# Study material
● ● ● ●
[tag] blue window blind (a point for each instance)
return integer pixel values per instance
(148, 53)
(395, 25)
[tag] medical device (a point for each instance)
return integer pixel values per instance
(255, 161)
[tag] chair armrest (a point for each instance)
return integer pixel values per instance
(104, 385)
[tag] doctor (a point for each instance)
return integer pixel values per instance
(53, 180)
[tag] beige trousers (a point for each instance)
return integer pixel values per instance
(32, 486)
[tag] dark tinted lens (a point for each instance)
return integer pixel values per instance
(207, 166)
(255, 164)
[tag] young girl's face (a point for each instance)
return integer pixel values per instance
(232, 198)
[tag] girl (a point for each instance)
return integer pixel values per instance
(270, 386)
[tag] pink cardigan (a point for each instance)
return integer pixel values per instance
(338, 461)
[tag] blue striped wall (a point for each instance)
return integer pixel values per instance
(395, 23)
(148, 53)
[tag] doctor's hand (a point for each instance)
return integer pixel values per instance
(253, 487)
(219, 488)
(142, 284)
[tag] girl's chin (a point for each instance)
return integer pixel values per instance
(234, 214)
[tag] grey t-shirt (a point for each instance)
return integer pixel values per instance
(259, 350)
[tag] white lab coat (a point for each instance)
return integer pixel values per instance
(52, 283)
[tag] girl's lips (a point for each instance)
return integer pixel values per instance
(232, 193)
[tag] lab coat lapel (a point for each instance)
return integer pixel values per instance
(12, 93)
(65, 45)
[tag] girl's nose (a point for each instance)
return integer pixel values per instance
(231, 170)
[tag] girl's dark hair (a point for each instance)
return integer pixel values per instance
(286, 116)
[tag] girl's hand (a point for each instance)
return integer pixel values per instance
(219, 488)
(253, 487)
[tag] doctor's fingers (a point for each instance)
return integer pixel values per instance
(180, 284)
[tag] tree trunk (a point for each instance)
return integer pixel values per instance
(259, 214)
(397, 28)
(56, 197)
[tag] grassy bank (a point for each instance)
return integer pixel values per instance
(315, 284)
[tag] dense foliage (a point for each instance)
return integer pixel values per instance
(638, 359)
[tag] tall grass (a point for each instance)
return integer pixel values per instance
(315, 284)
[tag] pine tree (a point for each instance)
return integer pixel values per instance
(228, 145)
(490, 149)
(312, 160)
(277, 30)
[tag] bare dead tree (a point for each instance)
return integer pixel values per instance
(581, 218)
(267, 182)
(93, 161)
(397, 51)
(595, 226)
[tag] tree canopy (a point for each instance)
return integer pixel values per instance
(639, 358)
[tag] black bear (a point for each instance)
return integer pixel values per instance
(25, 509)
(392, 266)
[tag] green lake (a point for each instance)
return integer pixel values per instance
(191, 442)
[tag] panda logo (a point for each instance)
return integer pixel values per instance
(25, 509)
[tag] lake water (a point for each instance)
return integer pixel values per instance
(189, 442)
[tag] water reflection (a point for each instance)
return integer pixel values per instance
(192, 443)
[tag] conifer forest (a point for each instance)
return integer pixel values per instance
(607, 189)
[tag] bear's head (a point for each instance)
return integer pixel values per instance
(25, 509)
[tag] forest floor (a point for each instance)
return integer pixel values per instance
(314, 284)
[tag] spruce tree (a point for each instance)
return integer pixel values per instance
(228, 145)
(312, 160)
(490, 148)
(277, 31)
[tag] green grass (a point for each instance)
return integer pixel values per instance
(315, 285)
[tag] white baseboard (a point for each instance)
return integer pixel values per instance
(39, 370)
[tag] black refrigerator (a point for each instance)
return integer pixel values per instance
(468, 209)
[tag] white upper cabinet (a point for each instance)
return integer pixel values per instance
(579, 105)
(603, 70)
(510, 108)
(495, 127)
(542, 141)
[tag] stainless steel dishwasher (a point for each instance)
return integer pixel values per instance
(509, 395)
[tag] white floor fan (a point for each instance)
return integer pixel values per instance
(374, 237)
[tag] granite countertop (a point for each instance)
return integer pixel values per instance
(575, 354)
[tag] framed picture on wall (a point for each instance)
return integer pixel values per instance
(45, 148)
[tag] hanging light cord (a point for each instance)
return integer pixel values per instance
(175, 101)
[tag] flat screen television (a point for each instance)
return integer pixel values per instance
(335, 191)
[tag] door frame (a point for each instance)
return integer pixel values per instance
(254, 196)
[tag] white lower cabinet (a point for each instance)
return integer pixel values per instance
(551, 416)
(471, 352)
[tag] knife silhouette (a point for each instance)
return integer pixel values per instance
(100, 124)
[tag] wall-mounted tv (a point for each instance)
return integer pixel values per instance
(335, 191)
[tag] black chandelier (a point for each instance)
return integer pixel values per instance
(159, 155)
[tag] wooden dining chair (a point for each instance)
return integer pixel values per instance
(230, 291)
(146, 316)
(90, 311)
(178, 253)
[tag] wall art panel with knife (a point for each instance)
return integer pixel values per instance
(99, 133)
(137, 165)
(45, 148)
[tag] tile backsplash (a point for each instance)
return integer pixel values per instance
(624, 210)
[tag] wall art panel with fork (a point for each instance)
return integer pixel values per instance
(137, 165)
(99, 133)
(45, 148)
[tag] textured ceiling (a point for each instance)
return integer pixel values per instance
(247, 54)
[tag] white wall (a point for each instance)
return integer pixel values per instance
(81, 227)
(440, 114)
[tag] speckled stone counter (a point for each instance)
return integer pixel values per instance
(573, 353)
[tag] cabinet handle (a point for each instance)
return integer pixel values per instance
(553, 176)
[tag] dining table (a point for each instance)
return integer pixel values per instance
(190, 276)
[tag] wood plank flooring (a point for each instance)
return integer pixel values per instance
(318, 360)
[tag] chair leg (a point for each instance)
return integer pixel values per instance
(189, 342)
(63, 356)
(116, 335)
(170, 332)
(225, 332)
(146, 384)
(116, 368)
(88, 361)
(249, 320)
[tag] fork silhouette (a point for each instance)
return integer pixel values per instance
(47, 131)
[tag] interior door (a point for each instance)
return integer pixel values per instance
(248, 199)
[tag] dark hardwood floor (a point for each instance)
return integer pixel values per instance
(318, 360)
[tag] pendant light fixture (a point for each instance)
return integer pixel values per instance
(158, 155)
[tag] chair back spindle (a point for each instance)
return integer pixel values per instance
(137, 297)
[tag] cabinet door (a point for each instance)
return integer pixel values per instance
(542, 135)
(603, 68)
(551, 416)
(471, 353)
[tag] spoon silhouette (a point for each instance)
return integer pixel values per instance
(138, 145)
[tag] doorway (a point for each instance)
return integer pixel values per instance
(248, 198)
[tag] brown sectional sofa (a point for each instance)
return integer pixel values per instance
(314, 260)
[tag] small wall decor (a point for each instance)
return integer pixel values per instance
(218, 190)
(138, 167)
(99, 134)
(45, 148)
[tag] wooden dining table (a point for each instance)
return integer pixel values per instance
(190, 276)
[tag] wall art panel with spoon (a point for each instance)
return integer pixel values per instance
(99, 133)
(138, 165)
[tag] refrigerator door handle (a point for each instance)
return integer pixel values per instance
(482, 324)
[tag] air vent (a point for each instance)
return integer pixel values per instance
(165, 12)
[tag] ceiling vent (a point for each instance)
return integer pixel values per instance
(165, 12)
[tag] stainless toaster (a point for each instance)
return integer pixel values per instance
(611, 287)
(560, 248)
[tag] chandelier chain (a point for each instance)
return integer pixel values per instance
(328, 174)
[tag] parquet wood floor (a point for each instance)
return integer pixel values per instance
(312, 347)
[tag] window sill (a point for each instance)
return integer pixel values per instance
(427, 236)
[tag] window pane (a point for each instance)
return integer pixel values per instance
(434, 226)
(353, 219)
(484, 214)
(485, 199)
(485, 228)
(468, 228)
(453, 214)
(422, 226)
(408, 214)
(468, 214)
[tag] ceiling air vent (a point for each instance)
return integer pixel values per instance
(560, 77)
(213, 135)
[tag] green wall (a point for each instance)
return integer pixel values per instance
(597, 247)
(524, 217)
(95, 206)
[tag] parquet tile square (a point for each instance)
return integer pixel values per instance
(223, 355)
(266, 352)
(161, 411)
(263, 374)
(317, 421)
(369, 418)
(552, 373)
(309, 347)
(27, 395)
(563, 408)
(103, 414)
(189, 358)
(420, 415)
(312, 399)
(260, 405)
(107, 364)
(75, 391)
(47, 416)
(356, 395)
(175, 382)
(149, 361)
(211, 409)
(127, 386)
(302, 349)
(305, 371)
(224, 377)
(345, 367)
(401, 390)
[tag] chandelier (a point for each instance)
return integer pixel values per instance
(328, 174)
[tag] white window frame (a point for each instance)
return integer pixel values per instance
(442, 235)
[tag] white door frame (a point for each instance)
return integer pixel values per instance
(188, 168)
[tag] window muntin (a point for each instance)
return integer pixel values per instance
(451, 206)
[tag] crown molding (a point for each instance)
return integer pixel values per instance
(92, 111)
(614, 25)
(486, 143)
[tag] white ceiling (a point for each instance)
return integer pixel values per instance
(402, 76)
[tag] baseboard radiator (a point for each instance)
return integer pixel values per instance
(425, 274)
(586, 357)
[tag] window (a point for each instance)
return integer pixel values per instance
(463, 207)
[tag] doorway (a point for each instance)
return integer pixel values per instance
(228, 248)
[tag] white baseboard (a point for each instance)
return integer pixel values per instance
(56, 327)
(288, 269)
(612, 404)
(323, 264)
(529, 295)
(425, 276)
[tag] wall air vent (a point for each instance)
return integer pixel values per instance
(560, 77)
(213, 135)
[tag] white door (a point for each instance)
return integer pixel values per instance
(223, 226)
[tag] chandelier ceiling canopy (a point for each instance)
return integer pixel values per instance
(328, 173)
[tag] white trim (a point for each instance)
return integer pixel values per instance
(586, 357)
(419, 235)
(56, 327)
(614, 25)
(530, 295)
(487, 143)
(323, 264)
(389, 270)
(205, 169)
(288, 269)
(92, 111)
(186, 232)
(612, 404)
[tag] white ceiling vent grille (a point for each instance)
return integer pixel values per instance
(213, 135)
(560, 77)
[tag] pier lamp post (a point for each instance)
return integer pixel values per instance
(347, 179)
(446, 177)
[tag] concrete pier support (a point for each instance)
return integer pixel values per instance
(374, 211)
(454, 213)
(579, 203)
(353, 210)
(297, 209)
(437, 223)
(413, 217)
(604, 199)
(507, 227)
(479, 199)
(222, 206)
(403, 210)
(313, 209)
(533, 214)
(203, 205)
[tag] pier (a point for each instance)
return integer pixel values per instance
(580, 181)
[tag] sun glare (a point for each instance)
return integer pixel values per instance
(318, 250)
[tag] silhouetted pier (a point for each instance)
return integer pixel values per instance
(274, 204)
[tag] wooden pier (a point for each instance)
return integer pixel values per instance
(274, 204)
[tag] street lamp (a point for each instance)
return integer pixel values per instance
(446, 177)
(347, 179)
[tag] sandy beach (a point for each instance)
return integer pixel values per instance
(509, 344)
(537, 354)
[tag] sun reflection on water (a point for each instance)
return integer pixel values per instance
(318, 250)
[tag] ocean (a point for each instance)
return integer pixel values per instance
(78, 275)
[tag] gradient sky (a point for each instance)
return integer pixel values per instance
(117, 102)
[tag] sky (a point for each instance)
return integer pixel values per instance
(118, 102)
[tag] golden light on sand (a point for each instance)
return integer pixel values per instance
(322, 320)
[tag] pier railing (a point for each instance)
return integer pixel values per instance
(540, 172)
● ● ● ●
What lines in the material above contain the word "refrigerator"? Copy them out.

# Reply to the exercise
[tag] black refrigerator (a point for each instance)
[tag] refrigerator door handle (a point for each instance)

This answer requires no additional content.